> Fragmento del documento
Hace días fuimos a la casa de un amigo de Kiki muy majete e interesante. Me hizo un pequeño regalo, que sin embargo tiene un enorme valor para mí, como un imán en torno al cual se va formando un torbellino de ideas. Se trata del fósil de una almeja de tamaño mediano, de unos 5 ó 6 centímetros de largo por lo menos (bueno, de una almeja o de otro molusco bivalvo, el bicho no viene con etiqueta), ovalado pero con una envidiable simetríia, de color entre blanco y grisáceo con estríias más oscuras. Naturalmente ya no es una almeja, sino una piedra (preciosa, por cierto), pero el hecho de que sigan existiendo congéneres suyos vivitos y concheando en todos los mares del mundo lo hace mucho más próximo a mí desde un punto de vista afectivo que un hipotético diente de dinosaurio o la taba de un mamut.

> Material proporcionado
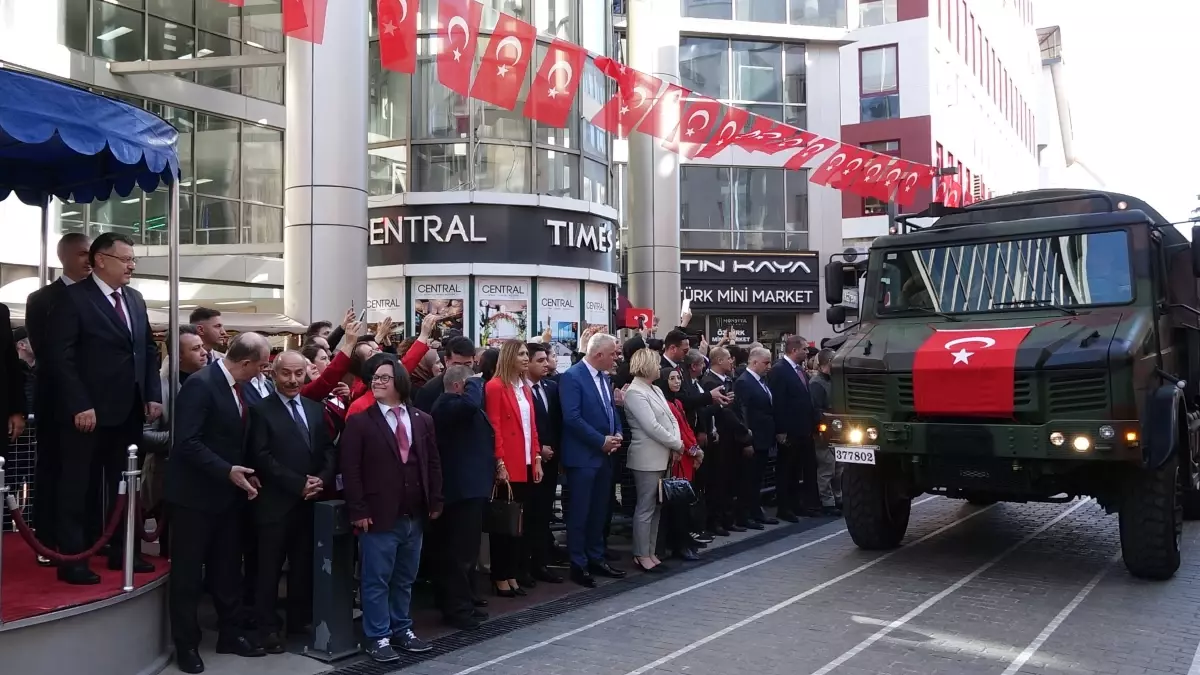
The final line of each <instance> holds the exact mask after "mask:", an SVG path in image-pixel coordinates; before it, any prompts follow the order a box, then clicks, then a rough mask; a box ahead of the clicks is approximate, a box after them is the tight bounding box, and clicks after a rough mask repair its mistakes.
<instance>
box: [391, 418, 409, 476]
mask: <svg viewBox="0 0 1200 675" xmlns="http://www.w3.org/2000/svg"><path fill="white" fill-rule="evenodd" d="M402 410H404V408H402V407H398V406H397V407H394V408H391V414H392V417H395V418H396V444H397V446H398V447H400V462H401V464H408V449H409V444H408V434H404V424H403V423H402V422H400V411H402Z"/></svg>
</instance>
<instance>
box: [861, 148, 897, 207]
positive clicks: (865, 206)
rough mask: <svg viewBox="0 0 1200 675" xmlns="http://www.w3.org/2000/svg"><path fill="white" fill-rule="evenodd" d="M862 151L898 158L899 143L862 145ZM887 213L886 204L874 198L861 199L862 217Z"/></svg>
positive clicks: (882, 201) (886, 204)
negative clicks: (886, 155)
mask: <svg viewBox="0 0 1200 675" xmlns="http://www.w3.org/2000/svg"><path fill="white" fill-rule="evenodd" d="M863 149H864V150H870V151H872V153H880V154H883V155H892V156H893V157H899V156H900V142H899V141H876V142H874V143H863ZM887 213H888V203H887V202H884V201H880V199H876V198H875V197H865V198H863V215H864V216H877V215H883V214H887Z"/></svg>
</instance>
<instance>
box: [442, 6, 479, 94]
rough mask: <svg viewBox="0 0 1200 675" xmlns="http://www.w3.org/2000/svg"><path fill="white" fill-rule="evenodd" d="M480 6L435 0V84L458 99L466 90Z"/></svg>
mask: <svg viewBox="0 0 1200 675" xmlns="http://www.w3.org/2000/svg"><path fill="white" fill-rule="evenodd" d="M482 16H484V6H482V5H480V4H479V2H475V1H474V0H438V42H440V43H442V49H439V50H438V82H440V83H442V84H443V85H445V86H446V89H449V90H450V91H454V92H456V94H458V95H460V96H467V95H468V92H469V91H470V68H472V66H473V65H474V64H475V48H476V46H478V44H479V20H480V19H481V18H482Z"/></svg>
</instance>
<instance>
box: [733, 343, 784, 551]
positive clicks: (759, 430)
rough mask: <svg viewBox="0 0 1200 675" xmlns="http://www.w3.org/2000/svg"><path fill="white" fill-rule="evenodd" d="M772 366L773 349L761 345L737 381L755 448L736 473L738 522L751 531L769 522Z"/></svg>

> Tareas del ejercicio
1. Resume en forma de lista el párrafo del fragmento sobre el fósil que empieza con «Hace días fuimos a la casa». Conserva sus datos principales.
2. Según el fragmento sobre el fósil, ¿cuánto mide de largo el fósil?
3. Indica si cada afirmación coincide con el fragmento sobre el fósil. Responde sí o no y cita las palabras del texto que lo deciden.
(a) El fósil fue un regalo del propio Kiki.
(b) El fósil tiene forma ovalada.
(c) Quien escribe siente el fósil más cercano que un diente de dinosaurio.
Las líneas no tienen relación con el fragmento del documento.

> Soluciones
1.
- Regalo: un amigo de Kiki regaló el fósil de una almeja u otro molusco bivalvo durante una visita a su casa.
- Valor: es un regalo pequeño, pero de enorme valor para quien escribe.
- Tamaño: mide unos 5 o 6 centímetros de largo como mínimo.
- Aspecto: es ovalado y simétrico, de color entre blanco y grisáceo, con estrías más oscuras.
- Cercanía afectiva: aunque ahora es una piedra, resulta más próximo afectivamente que un diente de dinosaurio o la taba de un mamut, porque todavía viven congéneres suyos en todos los mares del mundo.

2. Mide unos 5 o 6 centímetros de largo por lo menos.

3.
(a) No: «fuimos a la casa de un amigo de Kiki muy majete e interesante. Me hizo un pequeño regalo».
(b) Sí: «ovalado».
(c) Sí: «lo hace mucho más próximo a mí desde un punto de vista afectivo que un hipotético diente de dinosaurio».